The task >>
Exactly the lines from the one containing "Annotation task: tag one point per instance of the small boat" through the end of the data below are to be reproduced, and nothing besides them.
--------------------
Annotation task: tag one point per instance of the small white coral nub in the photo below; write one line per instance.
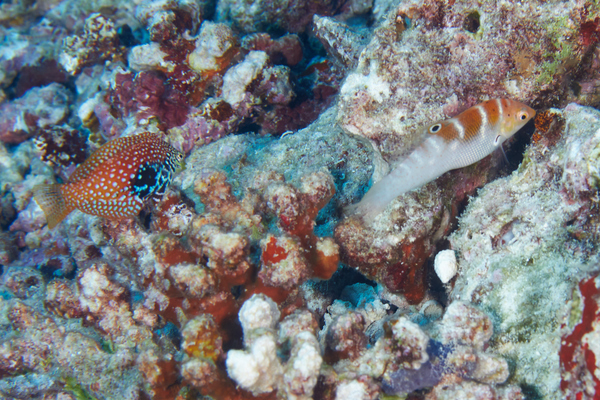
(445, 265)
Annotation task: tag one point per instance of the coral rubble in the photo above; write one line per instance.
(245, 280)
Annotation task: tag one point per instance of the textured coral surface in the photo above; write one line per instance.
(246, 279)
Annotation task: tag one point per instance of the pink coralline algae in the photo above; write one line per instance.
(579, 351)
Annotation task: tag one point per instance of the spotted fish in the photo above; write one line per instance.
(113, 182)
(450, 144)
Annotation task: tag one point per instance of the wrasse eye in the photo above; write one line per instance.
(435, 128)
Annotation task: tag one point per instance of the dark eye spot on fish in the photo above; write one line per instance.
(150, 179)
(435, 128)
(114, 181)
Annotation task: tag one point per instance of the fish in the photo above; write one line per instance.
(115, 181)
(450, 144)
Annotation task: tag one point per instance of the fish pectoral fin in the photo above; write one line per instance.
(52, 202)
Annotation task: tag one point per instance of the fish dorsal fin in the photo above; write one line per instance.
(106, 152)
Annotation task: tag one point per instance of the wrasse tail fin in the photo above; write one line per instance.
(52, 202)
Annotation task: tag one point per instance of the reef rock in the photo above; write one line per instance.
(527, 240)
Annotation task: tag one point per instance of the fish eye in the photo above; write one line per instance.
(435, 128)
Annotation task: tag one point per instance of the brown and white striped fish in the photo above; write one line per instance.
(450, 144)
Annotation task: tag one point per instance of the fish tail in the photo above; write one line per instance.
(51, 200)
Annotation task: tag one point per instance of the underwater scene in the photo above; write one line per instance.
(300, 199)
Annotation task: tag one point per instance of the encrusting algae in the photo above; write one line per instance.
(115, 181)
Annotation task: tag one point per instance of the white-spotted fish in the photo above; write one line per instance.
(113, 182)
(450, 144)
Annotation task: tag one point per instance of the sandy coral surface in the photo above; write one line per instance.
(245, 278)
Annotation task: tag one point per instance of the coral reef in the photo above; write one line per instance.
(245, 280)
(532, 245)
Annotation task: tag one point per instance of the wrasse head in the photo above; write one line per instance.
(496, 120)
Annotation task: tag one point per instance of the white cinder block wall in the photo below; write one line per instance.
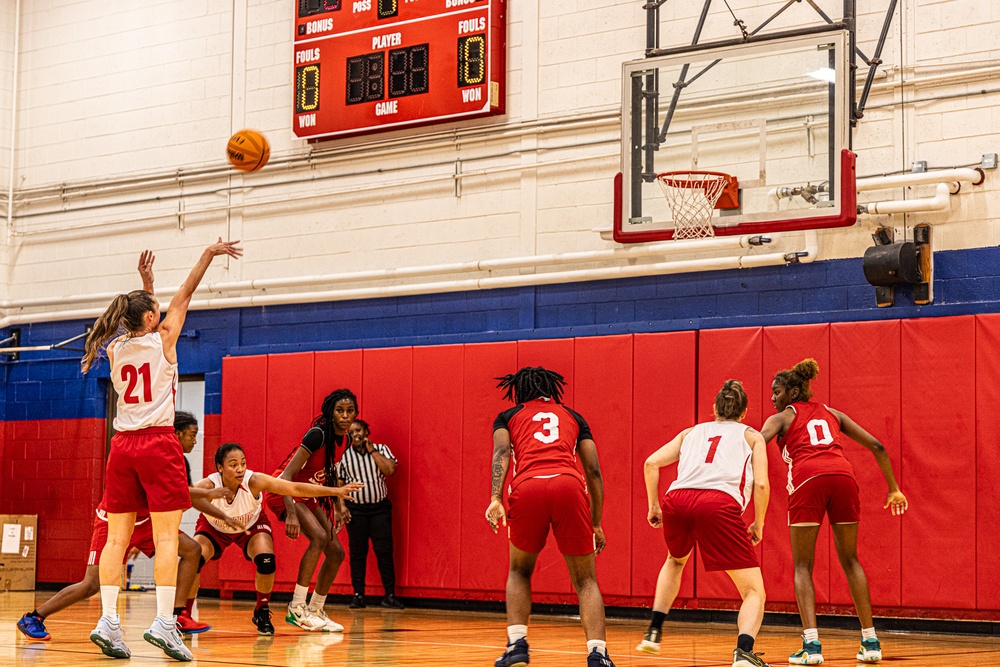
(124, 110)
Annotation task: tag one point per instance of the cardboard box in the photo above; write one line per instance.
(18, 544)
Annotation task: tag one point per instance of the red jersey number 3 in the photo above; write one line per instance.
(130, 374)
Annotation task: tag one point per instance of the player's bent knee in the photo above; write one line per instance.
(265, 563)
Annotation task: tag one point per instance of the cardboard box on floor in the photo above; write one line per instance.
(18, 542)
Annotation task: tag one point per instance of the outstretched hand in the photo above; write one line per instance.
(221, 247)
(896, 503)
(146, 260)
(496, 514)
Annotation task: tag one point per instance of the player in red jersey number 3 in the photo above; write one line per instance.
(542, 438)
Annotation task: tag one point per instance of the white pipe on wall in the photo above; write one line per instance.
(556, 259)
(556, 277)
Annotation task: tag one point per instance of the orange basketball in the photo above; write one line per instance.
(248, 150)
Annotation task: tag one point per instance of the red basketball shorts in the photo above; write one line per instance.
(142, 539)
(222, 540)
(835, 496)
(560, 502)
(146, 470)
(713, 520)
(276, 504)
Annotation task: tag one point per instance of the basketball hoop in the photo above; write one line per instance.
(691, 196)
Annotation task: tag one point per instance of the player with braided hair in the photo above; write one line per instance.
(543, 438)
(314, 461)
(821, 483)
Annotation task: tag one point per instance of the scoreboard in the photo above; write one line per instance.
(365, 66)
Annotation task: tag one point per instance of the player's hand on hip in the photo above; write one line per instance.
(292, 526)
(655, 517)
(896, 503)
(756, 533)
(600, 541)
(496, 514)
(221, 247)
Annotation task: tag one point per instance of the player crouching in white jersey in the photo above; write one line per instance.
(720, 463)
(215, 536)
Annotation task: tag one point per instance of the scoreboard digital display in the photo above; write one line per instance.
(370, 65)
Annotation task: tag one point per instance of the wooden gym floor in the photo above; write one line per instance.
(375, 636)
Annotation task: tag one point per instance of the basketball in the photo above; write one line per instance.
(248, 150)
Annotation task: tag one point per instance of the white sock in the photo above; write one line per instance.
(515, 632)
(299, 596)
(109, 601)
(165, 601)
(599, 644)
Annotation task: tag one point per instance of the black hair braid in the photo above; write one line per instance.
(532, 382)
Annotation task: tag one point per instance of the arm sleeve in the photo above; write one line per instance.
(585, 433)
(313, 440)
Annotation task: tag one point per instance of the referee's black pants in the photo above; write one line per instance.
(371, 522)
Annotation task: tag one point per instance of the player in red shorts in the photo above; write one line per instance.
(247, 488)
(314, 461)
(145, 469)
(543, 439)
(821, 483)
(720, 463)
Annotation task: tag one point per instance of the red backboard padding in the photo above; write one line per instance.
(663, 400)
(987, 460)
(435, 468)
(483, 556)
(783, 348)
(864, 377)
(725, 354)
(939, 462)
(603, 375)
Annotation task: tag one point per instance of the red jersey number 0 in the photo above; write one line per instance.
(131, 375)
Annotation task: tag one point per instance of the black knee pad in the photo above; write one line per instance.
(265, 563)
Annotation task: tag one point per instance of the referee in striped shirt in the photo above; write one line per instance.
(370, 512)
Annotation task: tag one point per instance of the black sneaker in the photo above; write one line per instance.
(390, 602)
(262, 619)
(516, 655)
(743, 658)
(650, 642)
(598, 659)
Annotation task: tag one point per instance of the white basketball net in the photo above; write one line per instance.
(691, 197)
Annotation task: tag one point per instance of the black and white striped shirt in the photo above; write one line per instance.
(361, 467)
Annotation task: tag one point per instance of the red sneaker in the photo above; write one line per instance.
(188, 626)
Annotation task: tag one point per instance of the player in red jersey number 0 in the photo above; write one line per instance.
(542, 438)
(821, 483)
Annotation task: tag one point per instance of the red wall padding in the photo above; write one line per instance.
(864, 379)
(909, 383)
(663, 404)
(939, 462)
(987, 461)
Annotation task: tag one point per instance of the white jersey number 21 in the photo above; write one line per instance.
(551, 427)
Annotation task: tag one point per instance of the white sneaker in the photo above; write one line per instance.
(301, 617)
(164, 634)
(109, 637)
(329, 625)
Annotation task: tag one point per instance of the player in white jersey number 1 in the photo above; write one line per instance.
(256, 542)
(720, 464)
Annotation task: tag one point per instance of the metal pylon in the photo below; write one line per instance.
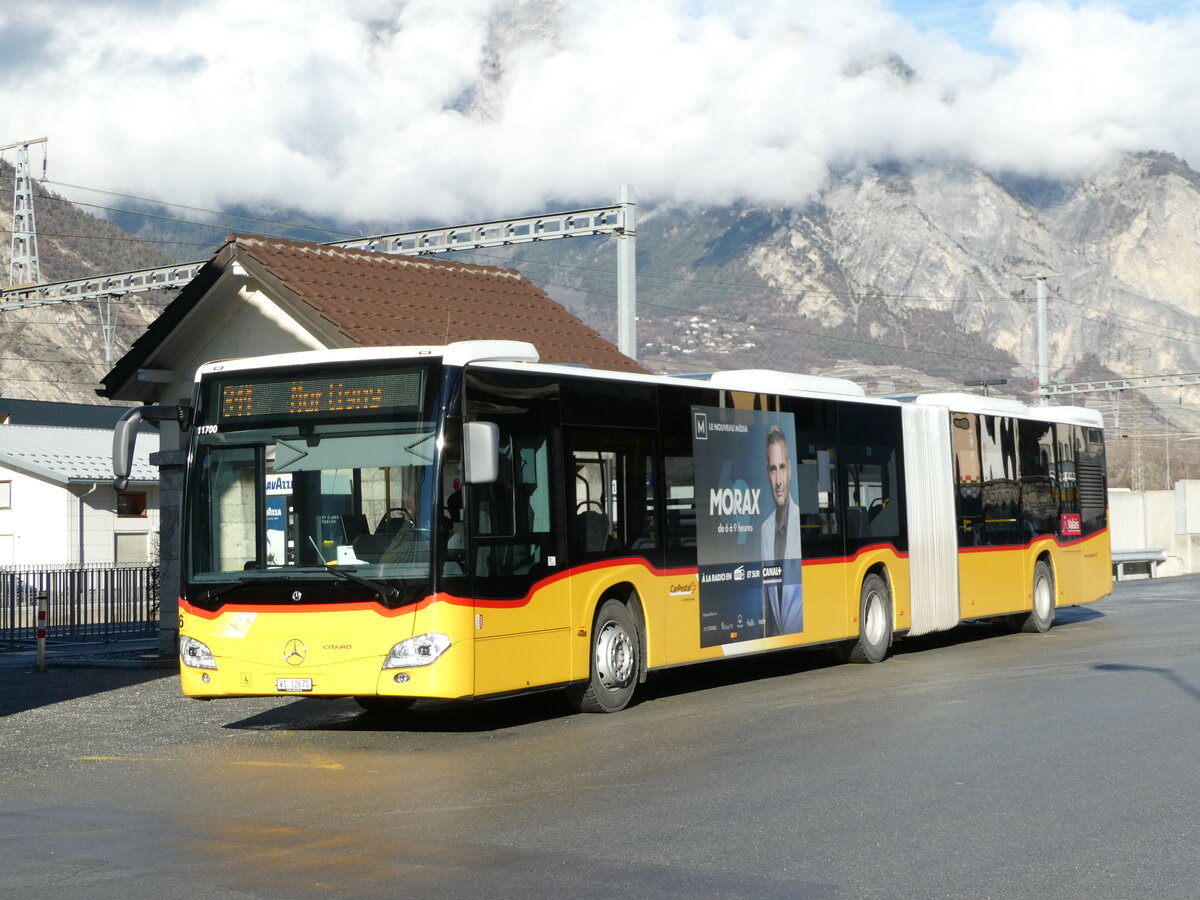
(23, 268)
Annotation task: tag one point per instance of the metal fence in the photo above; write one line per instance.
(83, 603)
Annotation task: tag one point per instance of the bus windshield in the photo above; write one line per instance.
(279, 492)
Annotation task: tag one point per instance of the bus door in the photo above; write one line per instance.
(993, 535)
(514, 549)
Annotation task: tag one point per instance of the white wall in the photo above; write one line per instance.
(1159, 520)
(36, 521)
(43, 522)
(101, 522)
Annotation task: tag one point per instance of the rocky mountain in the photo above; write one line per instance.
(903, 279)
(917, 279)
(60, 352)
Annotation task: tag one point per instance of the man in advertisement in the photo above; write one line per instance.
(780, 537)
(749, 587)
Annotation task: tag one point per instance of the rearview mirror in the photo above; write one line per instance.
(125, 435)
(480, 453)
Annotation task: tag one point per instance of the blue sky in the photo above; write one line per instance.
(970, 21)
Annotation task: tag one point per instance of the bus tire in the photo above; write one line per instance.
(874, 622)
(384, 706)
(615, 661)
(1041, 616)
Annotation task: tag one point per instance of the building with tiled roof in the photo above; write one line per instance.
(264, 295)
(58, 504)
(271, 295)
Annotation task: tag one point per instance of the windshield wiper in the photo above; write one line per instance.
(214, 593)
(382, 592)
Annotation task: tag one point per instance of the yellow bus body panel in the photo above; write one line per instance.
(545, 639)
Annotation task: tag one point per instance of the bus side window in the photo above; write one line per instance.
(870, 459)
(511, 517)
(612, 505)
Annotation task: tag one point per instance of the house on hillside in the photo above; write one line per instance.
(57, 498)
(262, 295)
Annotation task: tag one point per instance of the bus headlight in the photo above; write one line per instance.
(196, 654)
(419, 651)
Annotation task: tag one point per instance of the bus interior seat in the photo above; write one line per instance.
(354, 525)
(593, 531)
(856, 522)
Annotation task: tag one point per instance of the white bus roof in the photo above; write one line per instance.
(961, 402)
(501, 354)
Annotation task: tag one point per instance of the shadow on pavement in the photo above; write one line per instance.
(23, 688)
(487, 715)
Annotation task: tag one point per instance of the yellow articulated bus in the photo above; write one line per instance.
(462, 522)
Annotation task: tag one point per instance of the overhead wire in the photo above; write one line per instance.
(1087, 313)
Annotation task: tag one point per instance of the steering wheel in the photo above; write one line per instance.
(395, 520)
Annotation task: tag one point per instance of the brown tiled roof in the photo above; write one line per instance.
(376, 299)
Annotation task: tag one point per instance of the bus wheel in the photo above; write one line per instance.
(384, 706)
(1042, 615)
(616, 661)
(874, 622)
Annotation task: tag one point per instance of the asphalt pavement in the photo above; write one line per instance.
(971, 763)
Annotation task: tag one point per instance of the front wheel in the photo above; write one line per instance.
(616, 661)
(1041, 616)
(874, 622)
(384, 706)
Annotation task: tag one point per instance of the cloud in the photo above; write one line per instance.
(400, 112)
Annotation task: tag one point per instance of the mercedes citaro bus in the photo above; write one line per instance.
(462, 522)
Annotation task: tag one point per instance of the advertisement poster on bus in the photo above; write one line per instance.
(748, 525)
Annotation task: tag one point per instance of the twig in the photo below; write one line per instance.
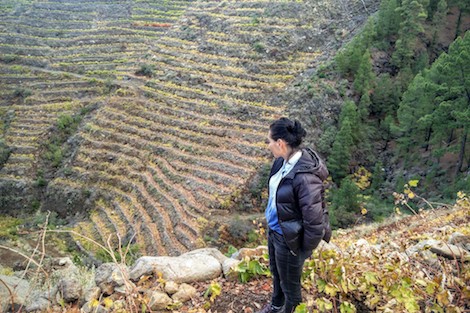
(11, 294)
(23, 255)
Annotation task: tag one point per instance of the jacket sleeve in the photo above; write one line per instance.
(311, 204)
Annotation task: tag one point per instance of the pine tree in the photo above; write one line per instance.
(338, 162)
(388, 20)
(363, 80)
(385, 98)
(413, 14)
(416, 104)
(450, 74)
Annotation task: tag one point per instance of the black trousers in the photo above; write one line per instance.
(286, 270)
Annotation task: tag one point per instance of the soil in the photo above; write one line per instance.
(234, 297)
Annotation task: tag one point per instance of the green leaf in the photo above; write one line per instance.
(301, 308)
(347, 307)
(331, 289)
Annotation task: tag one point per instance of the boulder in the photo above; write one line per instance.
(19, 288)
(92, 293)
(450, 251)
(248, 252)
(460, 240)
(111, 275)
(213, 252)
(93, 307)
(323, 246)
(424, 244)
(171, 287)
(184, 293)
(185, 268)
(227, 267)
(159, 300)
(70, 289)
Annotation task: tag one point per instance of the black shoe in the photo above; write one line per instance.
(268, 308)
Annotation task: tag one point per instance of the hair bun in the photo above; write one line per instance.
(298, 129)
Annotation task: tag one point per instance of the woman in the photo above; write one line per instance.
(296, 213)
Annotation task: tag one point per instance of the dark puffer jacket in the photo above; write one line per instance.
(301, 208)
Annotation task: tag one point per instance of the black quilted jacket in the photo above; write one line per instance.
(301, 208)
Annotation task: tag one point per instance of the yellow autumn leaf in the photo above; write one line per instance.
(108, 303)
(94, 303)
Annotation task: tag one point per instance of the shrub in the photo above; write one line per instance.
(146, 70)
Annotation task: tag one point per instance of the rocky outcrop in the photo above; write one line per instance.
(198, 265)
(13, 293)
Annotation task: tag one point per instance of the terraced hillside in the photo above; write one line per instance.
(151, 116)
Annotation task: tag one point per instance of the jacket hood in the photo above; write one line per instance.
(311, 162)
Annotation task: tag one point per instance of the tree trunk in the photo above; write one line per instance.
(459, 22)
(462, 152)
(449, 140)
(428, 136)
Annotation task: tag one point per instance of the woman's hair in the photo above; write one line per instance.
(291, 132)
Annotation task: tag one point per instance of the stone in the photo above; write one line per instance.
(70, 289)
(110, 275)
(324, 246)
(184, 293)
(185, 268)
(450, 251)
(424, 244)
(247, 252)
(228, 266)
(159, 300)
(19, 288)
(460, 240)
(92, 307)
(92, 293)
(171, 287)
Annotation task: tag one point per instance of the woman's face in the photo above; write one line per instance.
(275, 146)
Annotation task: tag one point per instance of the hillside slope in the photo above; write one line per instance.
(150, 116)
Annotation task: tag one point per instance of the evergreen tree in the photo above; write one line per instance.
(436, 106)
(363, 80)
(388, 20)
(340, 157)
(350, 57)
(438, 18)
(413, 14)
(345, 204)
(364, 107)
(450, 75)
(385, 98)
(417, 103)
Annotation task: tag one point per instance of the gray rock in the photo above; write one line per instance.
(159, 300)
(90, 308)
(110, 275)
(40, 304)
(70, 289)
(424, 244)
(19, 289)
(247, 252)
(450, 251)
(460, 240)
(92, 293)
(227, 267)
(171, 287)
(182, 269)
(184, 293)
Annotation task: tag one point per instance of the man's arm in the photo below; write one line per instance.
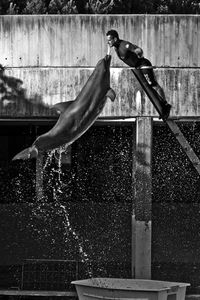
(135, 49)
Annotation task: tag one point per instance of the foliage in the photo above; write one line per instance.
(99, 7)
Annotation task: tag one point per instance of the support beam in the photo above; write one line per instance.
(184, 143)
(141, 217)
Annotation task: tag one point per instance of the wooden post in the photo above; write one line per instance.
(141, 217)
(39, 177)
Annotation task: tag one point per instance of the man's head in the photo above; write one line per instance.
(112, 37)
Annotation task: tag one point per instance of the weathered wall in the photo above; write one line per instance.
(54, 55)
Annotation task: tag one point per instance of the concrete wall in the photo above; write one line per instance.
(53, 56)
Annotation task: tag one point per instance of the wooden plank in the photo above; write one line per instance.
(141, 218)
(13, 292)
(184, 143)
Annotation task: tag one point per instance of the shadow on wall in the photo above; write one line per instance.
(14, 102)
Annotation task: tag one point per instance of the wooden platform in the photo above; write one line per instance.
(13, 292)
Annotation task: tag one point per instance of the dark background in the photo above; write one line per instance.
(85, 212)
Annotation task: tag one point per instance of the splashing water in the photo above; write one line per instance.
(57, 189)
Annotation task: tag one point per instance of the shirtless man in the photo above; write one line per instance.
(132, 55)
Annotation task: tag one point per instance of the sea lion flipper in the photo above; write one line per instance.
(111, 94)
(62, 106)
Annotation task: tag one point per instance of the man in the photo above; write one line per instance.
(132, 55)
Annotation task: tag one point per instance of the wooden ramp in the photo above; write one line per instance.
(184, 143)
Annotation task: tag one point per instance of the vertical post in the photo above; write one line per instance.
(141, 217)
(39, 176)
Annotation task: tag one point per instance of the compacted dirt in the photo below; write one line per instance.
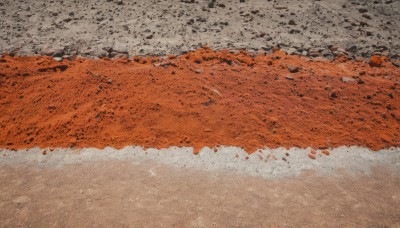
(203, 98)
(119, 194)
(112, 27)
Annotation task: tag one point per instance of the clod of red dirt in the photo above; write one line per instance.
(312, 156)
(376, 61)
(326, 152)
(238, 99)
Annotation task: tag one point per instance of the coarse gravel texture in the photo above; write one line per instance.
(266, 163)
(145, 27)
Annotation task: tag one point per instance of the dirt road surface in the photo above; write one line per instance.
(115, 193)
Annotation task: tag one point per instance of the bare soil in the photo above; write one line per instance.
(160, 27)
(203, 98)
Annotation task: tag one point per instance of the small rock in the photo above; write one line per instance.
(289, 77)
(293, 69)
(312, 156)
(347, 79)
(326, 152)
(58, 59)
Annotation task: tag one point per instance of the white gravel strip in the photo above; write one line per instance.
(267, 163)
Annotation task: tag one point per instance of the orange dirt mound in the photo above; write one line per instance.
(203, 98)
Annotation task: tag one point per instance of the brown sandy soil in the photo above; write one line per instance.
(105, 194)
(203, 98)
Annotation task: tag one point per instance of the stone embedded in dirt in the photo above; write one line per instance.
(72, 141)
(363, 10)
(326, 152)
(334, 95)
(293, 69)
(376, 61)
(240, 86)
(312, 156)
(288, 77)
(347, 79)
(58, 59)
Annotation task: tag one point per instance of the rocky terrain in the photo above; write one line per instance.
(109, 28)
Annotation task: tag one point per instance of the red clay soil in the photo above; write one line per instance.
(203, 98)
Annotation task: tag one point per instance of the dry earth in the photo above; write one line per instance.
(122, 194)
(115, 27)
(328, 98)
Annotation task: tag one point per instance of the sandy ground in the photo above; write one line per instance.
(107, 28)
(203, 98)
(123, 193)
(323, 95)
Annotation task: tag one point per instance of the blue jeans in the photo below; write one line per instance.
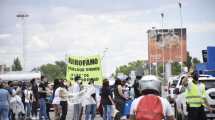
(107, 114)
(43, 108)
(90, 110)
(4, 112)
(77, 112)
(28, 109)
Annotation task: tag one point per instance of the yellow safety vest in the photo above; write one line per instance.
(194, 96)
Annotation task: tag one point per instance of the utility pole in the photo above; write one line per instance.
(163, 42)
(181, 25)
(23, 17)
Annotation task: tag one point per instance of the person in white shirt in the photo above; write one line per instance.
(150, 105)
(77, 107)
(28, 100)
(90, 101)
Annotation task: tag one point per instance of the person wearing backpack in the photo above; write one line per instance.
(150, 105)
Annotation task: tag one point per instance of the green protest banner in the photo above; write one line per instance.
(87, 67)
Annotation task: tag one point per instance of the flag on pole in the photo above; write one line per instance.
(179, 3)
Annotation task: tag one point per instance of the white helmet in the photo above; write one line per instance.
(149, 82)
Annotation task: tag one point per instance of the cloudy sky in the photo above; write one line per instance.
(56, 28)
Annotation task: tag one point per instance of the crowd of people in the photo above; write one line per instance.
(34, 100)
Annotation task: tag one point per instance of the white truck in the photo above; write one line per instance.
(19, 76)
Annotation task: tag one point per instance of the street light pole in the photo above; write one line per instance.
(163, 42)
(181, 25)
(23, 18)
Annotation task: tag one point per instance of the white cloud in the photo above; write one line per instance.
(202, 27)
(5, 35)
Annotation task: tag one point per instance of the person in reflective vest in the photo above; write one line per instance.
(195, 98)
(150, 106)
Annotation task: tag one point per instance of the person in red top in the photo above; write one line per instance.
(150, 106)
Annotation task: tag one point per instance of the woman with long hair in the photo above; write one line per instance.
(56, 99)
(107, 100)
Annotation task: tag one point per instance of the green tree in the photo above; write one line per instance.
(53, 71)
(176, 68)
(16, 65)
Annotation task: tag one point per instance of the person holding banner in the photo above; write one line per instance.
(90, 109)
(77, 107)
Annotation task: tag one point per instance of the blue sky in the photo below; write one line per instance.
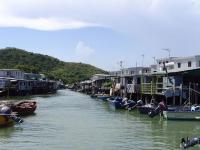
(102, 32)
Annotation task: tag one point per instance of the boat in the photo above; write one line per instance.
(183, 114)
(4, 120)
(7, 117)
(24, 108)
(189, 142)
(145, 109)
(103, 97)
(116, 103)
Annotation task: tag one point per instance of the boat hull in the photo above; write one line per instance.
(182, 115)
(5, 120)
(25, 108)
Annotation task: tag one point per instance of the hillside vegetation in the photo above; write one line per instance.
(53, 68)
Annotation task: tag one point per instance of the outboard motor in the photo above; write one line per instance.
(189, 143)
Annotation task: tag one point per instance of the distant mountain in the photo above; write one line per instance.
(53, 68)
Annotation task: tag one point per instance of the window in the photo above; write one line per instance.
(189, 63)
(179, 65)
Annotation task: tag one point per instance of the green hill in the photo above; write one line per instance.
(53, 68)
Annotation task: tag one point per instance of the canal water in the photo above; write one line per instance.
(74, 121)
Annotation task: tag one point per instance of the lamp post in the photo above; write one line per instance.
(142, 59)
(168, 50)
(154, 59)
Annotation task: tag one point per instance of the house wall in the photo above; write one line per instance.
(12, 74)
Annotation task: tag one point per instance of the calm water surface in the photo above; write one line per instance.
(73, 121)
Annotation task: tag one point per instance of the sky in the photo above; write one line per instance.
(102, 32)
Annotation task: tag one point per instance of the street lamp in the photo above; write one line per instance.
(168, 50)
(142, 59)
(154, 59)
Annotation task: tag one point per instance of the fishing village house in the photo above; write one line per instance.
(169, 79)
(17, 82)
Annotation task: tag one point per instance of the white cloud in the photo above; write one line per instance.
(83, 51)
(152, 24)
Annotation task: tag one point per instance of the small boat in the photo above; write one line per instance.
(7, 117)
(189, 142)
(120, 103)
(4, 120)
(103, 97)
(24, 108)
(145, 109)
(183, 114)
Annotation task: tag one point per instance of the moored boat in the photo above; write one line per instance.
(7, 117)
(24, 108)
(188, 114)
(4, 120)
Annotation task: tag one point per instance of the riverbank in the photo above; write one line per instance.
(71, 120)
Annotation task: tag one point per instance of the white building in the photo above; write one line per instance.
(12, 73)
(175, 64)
--------------------
Expected answer >>
Annotation task: tag one point per instance of the small boat in the photo above; write one line per instance.
(7, 117)
(189, 142)
(120, 103)
(4, 120)
(103, 97)
(24, 108)
(145, 109)
(183, 114)
Annotation task: tag one point per instance of the moored boat in the photo above; write one line per instance.
(7, 117)
(24, 108)
(188, 114)
(4, 120)
Annotation task: tag one point per instance of the riverbank in the photo above; write one line per instance.
(71, 120)
Annotation task: tag one point per instance of the white building in the photo above; write one line per instance.
(12, 73)
(175, 64)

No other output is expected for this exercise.